═══ Selected text

The Commissioners found that the RCMP failed to take meaningful action on third-party reports of assaults by Wortman on Ms. Banfield and didn’t act on concerns for Ms. Banfield’s safety that were expressed by her neighbours dating back to 2013.

In addition, the Commissioners acknowledged the victim-blaming faced by Banfield during the relationship, and even in the months following the mass casualty. “The RCMP’s treatment of Lisa Banfield during the RCMP’s H-Strong investigation [of Wortman] is an example of the kind of revictimization that makes it less likely that women survivors of gender-based violence will seek help from police,” says the report.

The Commissioners found the failure of the police to respond to this extensive history of violence as a failure “to adequately address gender-based violence.”

In their extensive discussion of gender-based violence, the Commission noted that Wortman’s pattern of violent behaviour was facilitated by the power and privilege he experienced as a white man with professional status and substantial means. Conversely, they also highlighted that “economic marginalization and criminalization heighten the risk of violence against women and girls.”

They specifically point out how “Indigenous women and girls, Black and racialized women, immigrant and refugee women, 2SLGBTQI+ people, people with disabilities, and women living in northern, rural, and remote communities are disproportionately subjected to violence,” and that, further, “the consequences of reporting violence can deepen their experience of inequality.”

══════
═══ Entries shown

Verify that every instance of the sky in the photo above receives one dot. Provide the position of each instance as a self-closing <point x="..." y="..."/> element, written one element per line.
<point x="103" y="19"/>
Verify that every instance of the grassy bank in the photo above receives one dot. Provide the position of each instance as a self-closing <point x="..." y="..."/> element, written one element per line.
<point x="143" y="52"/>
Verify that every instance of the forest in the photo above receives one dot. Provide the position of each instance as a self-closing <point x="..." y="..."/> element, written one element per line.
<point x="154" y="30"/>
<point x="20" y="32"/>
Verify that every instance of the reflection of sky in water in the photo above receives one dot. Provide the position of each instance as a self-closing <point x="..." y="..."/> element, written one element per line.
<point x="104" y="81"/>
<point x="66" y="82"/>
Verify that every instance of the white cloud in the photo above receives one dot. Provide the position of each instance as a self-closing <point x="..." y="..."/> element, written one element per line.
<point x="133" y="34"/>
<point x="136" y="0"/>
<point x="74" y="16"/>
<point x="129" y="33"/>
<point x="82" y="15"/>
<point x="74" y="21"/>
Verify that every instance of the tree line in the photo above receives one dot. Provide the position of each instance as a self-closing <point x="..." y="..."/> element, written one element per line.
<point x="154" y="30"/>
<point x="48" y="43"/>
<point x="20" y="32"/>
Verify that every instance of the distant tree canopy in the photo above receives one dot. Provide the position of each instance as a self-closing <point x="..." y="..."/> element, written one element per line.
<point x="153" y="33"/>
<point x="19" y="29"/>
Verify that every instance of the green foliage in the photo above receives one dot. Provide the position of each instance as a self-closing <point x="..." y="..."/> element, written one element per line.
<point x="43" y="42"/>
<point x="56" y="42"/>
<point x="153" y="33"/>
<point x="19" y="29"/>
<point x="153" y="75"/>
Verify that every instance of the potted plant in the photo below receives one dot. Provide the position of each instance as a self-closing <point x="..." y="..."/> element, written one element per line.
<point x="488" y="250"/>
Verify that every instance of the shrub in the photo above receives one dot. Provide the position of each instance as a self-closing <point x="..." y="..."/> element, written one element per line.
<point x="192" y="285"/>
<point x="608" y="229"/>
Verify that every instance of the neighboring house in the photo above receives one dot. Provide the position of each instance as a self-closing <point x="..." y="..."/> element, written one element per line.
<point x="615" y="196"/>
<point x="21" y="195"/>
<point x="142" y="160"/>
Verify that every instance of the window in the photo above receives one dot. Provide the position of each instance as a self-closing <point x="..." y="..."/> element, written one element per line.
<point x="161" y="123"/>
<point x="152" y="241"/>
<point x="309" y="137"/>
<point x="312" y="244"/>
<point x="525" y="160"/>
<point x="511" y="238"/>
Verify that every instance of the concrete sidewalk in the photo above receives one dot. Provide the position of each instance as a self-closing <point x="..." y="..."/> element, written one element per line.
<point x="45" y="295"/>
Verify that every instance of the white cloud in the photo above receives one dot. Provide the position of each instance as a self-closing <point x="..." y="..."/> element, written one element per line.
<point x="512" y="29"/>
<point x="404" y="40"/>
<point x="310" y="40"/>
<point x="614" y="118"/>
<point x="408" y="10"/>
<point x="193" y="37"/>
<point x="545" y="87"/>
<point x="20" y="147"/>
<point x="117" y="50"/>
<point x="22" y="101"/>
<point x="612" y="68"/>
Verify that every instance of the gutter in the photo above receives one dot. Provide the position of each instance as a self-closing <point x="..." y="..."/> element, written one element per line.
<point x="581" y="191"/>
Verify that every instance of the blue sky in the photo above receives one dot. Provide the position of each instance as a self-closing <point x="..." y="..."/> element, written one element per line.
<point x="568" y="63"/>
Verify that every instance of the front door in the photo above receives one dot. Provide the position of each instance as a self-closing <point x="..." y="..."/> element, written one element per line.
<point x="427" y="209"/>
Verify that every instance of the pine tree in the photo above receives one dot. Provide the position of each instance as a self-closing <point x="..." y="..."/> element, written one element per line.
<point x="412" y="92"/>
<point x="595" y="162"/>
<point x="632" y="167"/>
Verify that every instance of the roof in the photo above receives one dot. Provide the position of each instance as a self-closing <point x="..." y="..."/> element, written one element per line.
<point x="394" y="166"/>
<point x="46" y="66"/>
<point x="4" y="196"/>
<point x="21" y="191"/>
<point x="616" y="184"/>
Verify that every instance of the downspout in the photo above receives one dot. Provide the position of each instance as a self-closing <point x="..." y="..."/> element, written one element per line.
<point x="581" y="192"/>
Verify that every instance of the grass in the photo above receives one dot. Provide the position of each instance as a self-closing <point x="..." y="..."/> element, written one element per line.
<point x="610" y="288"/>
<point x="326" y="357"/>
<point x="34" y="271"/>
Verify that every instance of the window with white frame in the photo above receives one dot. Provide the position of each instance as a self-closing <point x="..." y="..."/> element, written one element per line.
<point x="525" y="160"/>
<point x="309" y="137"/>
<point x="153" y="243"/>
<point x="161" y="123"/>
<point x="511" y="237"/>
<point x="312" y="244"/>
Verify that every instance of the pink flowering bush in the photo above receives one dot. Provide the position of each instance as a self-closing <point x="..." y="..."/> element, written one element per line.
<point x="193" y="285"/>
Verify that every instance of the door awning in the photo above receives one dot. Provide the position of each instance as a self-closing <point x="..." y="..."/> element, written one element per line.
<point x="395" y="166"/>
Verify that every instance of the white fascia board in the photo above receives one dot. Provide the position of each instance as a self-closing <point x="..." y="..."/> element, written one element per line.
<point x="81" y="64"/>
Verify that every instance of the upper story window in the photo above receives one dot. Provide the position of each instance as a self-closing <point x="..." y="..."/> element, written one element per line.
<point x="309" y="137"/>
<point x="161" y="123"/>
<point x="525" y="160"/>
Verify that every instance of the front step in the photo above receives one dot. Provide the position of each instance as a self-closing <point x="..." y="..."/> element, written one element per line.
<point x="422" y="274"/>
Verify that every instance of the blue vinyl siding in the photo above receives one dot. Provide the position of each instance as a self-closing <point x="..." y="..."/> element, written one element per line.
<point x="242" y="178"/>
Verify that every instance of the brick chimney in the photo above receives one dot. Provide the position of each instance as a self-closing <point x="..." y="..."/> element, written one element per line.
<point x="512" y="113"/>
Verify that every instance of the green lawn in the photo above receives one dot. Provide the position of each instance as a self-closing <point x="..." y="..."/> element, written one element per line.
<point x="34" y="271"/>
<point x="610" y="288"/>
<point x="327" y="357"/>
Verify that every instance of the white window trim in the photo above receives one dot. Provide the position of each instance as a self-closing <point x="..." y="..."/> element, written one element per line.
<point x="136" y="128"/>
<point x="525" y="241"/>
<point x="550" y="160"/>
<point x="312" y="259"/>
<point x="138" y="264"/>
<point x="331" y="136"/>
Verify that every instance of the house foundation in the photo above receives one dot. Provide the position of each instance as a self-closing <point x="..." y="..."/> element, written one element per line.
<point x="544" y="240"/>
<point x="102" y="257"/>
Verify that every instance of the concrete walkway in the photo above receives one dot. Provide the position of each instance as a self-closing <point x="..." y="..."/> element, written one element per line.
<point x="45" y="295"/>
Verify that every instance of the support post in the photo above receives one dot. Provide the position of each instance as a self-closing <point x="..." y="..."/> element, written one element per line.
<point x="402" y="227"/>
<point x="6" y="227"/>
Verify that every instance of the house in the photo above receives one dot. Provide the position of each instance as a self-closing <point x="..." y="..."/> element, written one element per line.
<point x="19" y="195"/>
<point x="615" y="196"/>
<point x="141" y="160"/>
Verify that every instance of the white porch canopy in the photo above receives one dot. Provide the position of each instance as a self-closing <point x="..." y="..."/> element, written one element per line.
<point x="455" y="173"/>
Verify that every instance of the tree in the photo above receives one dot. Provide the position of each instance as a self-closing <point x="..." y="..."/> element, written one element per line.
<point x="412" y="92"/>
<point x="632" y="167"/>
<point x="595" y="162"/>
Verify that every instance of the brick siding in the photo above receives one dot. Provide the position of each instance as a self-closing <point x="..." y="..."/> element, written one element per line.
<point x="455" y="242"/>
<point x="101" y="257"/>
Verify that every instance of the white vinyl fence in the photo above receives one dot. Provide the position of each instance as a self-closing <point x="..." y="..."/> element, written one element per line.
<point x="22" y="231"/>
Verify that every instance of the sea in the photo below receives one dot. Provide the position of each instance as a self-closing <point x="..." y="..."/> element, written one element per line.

══════

Work to do>
A - According to the Commission findings excerpt, why is the RCMP's treatment of Lisa Banfield during the H-Strong investigation a concern beyond her own case?
B - Rescale the records from the line with "Verify that every instance of the white porch" through the end of the records, both ends included. Reproduce every line, requests included. Multiply each point coordinate in the answers by 0.7 and round to whole numbers, with halves rounded up.

Complete answers>
A - The report calls that treatment an example of revictimization. It says such revictimization makes women survivors of gender-based violence less likely to seek help from police.

B -
Verify that every instance of the white porch canopy in the photo above receives one dot. Provide the position of each instance as a self-closing <point x="..." y="..."/> element, written one element per line.
<point x="319" y="121"/>
Verify that every instance of the tree in the photo above receives one dot. Provide the position of each instance as a self-closing <point x="..." y="..."/> element, written one element per line.
<point x="288" y="64"/>
<point x="442" y="117"/>
<point x="417" y="113"/>
Verify that every instance of the brick siding in the photo above receives one dot. Provide the position of each instance as a self-closing <point x="..." y="..."/> element, written one element per line.
<point x="319" y="169"/>
<point x="71" y="180"/>
Verify that every instance of the white vinyl fence in the photo above receives one dot. Provide the position of each instance as a self-closing <point x="..." y="..."/> element, written one element per line.
<point x="15" y="162"/>
Verify that every instance of the sea in the photo below receives one dot. Provide the position of each instance as a self-closing <point x="..." y="..."/> element, written one element per line.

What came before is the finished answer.